**TO DO**
A. In the Generative Verifiers text, which two algorithmic string manipulation tasks are used in the experiments?
B. Please quote the Generative Verifiers text word for word, from "Direct Verifier: Produces" up to and including "a verification decision.".

+++ TEXT PROVIDED +++

The paper "Generative Verifiers: Reward Modeling as Next-Token Prediction" by Zhang, Hosseini, Bansal, Kazemi, Kumar, and Agarwal presents a novel framework for reward modeling in the context of LLMs. The primary contribution is the introduction of Generative Verifiers (GVs) which pivot the verification task from traditional discriminative approaches to utilizing next-token prediction. This approach leverages the inherent generation capabilities of LLMs, offering several key advantages such as instruction tuning, chain-of-thought reasoning, and optimized performance via majority voting.

Traditional Approaches and Limitations

Historically, reward models or verifiers have been trained as discriminative classifiers to assign scores to candidate solutions generated by LLMs. While effective to an extent, this approach does not capitalize on the generative nature of pretrained LLMs. These models often miss out on capabilities like instruction tuning and chain-of-thought reasoning, leading to suboptimal performance.

Generative Verifiers: Methodology

The authors propose training GVs using the next-token prediction objective. This shift allows the verifier to produce a token (e.g., 'Yes' or 'No') corresponding to the correctness of a solution within a given context. The GV framework incorporates several components:

Direct Verifier: Produces a correctness token directly using next-token probabilities.
Unified Generation and Verification: GVs are trained simultaneously on the tasks of generating solutions and verifying them, facilitating knowledge transfer between these tasks.
Chain-of-Thought (CoT) Verifiers: Uses detailed CoT rationales to reason about the solution before making a verification decision.
Majority Voting: To boost the verification accuracy, multiple CoT rationales are sampled, and the correctness score is averaged, making use of additional inference-time computation.

Experimental Results

The experimental results span several reasoning tasks including algorithmic string manipulation (Last Letter Concatenation and Word Sorting) and grade-school math problems (GSM8K). On these tasks, GVs, particularly those utilizing CoT reasoning with majority voting, significantly outperform conventional discriminative verifiers.

The results demonstrate:

Best-of-N Performance: GVs showed a substantial improvement in Best-of-N performance across all tasks when compared to discriminative verifiers. On GSM8K, a Gemma-9B CoT-based GV demonstrated a $20\%$ improvement over the baseline, nearly matching oracle verifier performance on algorithmic tasks.
Unified Training Benefits: Integrating the generation and verification training tasks improved the overall effectiveness of the GVs. This dual training goal leads to better verification and generation performance via positive knowledge transfer.

+++ RECORD EXCERPTS +++

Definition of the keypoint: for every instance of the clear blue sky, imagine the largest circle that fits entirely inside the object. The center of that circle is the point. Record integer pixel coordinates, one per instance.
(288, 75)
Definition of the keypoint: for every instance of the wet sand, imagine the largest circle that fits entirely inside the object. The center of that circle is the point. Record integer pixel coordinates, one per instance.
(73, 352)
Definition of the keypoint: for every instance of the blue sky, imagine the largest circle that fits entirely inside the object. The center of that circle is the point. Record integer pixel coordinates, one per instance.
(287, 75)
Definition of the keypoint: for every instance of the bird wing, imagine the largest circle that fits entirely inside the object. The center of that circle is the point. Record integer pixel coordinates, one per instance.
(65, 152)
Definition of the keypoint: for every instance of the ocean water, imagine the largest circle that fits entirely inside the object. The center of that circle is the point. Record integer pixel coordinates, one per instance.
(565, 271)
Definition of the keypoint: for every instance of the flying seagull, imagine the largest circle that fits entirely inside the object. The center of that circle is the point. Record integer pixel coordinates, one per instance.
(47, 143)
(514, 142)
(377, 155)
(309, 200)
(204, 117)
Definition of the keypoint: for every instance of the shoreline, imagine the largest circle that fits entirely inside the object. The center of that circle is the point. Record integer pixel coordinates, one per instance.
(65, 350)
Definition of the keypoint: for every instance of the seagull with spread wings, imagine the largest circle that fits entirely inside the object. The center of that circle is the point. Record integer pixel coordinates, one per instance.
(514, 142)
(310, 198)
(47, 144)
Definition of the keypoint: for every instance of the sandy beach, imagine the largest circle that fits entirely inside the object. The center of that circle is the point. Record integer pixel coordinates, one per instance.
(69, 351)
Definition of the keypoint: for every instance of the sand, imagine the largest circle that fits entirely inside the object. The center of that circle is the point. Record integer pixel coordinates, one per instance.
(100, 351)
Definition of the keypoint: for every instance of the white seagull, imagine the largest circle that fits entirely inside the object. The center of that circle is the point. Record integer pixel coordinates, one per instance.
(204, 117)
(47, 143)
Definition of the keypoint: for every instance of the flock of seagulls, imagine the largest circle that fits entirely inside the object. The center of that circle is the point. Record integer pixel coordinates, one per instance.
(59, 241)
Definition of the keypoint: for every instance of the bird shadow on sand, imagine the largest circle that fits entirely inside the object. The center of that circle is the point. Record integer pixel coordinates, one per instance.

+++

**PROBLEM SOLUTIONS**
A. Last Letter Concatenation and Word Sorting.

B.
Direct Verifier: Produces a correctness token directly using next-token probabilities.
Unified Generation and Verification: GVs are trained simultaneously on the tasks of generating solutions and verifying them, facilitating knowledge transfer between these tasks.
Chain-of-Thought (CoT) Verifiers: Uses detailed CoT rationales to reason about the solution before making a verification decision.